Records from a data source:

** Begin **

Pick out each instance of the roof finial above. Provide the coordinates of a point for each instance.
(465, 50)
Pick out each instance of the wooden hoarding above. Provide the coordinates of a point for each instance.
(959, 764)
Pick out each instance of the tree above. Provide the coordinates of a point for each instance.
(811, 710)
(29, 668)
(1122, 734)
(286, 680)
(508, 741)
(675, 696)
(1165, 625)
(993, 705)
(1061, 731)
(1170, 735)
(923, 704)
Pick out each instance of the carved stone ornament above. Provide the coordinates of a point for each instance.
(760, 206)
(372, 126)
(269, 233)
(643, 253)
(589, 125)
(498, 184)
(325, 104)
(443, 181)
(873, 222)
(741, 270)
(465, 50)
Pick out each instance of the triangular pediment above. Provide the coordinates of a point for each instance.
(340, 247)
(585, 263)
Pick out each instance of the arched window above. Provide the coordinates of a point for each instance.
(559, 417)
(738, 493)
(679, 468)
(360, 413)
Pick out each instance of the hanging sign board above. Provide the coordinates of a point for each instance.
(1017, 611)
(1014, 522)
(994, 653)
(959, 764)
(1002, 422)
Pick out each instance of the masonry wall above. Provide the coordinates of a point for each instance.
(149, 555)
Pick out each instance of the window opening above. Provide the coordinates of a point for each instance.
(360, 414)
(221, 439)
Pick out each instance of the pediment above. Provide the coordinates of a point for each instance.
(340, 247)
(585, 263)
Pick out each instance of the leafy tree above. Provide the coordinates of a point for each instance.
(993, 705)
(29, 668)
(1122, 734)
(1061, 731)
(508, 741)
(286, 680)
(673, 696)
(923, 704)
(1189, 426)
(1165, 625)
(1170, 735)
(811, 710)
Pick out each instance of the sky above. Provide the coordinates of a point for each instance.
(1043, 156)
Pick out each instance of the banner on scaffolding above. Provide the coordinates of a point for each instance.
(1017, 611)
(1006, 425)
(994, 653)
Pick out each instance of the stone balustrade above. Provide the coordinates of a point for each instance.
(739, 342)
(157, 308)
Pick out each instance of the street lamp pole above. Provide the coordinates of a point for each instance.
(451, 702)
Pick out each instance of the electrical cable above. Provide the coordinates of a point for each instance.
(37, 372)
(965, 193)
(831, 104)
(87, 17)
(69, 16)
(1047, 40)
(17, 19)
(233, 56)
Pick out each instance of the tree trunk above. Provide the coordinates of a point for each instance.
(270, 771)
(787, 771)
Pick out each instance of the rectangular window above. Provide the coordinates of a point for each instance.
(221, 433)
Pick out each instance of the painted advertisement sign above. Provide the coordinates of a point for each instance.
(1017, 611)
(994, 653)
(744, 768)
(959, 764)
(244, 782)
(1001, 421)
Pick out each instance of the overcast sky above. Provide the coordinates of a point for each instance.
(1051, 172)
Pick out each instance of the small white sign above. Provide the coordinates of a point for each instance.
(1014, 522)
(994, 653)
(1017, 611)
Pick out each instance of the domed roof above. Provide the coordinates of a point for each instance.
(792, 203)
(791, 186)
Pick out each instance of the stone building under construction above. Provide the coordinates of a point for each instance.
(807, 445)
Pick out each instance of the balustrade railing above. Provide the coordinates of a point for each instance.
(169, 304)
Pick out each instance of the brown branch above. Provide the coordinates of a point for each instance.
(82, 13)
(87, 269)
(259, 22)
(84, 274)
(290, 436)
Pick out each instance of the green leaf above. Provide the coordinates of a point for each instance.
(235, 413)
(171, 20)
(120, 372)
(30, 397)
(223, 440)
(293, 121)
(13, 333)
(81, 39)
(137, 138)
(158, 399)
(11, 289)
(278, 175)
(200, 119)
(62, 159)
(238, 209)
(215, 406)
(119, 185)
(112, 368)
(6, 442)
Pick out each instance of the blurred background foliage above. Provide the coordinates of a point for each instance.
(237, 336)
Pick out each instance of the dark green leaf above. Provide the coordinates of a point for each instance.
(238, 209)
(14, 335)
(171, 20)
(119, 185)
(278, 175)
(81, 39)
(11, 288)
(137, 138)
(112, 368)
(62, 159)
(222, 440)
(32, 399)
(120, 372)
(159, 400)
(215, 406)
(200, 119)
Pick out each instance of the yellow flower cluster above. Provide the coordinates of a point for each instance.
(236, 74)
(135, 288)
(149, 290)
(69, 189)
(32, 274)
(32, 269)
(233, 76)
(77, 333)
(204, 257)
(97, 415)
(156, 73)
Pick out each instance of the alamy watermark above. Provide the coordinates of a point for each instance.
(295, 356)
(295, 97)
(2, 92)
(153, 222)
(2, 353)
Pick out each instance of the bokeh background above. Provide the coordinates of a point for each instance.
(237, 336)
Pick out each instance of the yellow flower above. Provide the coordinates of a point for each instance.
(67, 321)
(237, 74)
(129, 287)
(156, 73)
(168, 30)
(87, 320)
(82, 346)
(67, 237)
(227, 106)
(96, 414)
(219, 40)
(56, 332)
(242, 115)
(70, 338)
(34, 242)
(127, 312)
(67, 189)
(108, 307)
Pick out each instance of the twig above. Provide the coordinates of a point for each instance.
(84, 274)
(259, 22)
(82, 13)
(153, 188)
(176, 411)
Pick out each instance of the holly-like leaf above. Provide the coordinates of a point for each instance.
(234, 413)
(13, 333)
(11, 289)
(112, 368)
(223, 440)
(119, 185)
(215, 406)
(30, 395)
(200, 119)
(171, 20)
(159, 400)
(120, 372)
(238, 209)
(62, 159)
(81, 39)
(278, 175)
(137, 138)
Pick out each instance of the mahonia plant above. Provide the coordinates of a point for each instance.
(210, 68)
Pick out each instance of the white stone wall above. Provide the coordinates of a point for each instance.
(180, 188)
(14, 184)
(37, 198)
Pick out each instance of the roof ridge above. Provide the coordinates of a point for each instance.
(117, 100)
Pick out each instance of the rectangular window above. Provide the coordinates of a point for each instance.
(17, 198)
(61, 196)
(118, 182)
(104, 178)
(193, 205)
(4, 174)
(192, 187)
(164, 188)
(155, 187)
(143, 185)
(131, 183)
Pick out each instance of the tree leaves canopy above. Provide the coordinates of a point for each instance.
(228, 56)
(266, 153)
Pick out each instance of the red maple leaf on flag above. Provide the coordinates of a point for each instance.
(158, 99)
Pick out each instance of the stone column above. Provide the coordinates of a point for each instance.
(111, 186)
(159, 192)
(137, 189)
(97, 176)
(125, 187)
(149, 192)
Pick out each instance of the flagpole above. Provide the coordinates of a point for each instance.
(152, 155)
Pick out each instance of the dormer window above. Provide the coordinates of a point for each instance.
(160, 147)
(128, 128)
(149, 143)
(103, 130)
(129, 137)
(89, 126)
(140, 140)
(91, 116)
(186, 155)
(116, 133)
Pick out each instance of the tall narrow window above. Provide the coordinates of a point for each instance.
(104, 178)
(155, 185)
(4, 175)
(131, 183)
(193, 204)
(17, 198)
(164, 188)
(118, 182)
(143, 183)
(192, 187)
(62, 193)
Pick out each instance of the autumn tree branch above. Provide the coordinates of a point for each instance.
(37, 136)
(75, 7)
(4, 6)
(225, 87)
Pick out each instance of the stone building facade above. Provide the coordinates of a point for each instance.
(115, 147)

** End **
** Begin **

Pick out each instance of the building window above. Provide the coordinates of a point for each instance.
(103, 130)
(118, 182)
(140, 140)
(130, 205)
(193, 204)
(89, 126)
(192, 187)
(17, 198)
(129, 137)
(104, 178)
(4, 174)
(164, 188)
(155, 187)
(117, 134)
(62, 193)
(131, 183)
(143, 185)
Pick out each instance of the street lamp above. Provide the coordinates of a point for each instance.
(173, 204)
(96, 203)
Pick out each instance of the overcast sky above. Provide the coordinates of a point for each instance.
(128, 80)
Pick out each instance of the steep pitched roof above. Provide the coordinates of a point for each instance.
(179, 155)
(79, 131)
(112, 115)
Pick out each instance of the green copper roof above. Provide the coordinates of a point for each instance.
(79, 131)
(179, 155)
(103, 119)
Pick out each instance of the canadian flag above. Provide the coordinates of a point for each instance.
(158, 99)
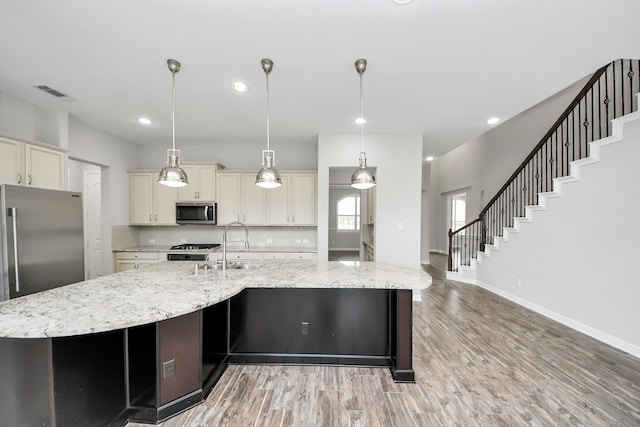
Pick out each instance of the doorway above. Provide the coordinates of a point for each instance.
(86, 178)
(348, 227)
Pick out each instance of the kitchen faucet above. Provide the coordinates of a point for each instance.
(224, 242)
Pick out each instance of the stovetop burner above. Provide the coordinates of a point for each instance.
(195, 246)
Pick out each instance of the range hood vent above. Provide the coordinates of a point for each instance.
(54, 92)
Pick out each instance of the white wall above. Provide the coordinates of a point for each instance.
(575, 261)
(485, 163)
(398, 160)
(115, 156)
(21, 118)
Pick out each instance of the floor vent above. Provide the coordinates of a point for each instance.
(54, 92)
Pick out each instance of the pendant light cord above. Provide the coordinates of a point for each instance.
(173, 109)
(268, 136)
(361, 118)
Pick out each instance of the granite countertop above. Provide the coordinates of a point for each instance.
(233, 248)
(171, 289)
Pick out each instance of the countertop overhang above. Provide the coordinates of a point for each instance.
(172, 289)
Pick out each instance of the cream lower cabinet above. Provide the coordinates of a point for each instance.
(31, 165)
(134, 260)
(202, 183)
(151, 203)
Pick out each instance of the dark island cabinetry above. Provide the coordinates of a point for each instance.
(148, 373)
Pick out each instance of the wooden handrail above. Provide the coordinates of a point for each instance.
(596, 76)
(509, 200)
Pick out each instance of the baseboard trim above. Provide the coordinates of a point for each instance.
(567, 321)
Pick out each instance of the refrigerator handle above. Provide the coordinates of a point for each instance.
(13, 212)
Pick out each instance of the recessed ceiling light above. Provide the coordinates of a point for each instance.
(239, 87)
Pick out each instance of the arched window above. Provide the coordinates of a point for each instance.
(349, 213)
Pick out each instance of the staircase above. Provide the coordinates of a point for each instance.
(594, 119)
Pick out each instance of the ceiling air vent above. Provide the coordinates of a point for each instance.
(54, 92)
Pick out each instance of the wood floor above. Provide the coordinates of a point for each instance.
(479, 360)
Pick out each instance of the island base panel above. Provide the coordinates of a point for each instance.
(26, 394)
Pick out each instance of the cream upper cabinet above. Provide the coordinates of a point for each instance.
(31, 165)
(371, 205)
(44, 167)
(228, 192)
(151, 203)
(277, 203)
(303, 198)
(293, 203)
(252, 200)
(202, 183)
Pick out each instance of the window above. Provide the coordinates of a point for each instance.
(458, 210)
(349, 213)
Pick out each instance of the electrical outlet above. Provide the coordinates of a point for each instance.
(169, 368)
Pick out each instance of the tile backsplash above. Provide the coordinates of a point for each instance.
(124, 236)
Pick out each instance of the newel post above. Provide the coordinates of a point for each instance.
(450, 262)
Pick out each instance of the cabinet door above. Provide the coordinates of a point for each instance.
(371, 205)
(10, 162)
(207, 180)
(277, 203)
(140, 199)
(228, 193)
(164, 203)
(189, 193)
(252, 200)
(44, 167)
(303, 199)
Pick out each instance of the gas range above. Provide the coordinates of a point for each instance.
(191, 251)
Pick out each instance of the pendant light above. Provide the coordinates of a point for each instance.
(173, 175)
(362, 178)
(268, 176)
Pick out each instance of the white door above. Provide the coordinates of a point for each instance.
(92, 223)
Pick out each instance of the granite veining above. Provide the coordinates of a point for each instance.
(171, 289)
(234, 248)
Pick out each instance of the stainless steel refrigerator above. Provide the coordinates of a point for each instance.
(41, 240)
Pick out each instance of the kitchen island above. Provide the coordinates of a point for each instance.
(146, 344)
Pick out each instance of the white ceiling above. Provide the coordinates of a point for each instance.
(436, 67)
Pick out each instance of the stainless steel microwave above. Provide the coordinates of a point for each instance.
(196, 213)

** End **
** Begin **

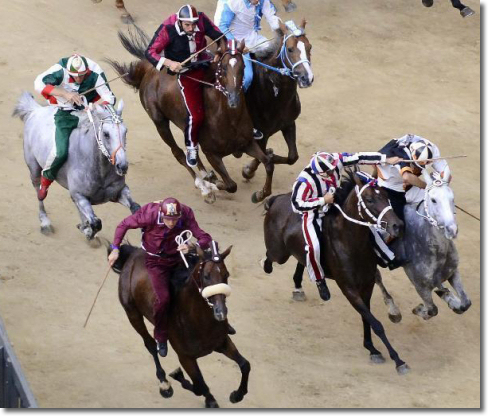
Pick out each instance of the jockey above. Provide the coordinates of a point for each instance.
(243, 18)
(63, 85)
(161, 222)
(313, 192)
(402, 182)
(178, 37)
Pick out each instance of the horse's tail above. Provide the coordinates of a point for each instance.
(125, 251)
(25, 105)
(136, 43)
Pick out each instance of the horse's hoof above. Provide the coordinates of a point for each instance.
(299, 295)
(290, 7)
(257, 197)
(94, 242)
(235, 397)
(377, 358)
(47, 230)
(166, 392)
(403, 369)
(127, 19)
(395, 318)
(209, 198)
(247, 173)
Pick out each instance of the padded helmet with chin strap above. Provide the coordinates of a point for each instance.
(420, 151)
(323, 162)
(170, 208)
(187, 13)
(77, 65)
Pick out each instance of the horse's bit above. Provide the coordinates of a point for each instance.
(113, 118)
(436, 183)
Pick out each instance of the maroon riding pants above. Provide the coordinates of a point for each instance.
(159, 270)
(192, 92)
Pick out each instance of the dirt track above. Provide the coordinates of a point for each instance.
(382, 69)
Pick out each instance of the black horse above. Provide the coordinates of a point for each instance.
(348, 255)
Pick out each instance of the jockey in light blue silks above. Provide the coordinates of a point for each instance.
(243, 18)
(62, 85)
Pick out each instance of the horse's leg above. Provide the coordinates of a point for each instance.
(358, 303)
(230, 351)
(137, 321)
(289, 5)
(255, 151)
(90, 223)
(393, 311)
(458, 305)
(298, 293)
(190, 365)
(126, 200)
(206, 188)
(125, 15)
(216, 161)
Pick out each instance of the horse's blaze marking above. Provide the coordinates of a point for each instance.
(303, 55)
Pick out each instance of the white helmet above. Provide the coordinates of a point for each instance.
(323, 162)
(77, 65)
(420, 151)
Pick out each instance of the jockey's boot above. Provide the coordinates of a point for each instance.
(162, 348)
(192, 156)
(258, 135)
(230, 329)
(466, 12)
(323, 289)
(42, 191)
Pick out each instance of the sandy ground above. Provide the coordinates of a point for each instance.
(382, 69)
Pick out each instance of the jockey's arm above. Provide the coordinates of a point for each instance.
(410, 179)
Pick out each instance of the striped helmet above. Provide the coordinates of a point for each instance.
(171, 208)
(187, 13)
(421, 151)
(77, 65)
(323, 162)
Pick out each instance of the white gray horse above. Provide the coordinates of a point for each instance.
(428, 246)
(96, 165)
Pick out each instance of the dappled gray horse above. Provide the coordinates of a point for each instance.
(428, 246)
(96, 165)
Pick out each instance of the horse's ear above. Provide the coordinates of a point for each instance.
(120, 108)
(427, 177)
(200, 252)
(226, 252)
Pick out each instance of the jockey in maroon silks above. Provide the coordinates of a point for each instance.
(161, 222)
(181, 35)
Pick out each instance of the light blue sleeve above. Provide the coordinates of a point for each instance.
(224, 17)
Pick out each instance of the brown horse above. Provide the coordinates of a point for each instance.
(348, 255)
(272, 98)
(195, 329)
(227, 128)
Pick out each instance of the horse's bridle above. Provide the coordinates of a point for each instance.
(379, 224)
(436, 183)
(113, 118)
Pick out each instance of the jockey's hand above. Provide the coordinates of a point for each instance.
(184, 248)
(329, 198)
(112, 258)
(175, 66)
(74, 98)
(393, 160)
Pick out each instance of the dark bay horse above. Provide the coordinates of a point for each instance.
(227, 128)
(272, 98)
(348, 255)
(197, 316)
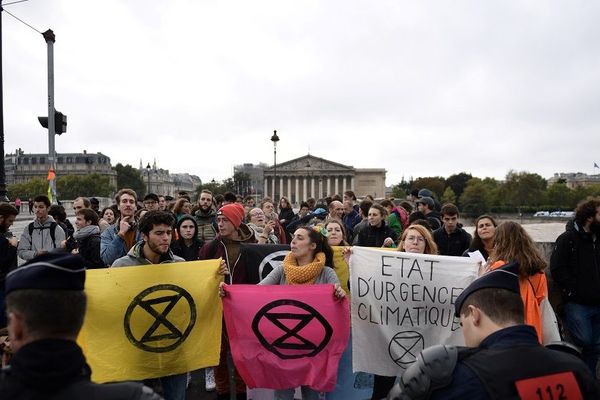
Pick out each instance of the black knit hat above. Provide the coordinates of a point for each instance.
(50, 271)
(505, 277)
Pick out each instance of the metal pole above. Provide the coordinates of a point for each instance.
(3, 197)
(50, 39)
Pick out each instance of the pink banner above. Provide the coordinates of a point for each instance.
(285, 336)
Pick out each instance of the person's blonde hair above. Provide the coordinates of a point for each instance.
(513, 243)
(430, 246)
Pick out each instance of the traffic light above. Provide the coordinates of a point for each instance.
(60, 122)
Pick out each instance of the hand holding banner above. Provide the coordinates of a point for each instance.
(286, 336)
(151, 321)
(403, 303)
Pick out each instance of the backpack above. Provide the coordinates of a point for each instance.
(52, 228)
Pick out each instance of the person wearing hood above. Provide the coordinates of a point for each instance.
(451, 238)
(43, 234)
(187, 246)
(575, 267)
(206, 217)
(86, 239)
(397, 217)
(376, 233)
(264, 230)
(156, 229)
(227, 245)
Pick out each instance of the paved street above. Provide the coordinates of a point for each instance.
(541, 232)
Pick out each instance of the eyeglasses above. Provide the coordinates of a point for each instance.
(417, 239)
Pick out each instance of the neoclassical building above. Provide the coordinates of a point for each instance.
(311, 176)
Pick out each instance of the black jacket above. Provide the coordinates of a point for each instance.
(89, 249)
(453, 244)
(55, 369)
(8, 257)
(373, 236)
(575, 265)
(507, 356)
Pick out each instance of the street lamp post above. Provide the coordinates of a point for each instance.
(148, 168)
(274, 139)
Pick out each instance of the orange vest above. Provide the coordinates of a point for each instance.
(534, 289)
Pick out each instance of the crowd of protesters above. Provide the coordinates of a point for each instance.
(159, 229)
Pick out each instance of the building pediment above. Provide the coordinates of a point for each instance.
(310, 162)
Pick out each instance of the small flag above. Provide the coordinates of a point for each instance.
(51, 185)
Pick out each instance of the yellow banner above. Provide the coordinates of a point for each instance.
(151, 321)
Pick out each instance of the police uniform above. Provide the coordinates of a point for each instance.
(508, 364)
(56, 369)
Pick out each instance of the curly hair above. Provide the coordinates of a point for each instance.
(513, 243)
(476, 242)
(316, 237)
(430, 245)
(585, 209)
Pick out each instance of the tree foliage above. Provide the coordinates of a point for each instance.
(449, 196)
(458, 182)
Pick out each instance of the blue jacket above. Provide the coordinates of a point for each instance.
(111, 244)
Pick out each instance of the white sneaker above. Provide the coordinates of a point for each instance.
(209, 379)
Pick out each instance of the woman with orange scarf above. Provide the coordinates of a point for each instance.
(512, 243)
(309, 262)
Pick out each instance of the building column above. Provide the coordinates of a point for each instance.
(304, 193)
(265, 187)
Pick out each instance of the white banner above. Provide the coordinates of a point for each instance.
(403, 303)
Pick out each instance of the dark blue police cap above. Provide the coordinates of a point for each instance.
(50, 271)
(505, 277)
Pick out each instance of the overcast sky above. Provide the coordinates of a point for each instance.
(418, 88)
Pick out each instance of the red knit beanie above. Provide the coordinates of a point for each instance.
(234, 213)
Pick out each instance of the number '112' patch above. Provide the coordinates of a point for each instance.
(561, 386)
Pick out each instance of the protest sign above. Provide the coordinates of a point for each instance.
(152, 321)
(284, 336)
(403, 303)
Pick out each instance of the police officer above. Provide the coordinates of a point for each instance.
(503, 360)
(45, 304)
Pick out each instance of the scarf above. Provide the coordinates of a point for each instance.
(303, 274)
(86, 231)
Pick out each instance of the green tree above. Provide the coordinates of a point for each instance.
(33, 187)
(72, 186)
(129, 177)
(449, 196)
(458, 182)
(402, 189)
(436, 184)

** End **

* [WRITTEN INSTRUCTION]
Which lines of the records above contain the word "refrigerator"? Return every such line, treating uppercase and lowercase as different.

* [THE COMPLETED TASK]
Pick out each instance of the refrigerator handle above. Provide the coordinates of a point for each instance.
Pick out each instance of the stainless steel refrigerator above. Provide the coordinates of a point for each instance.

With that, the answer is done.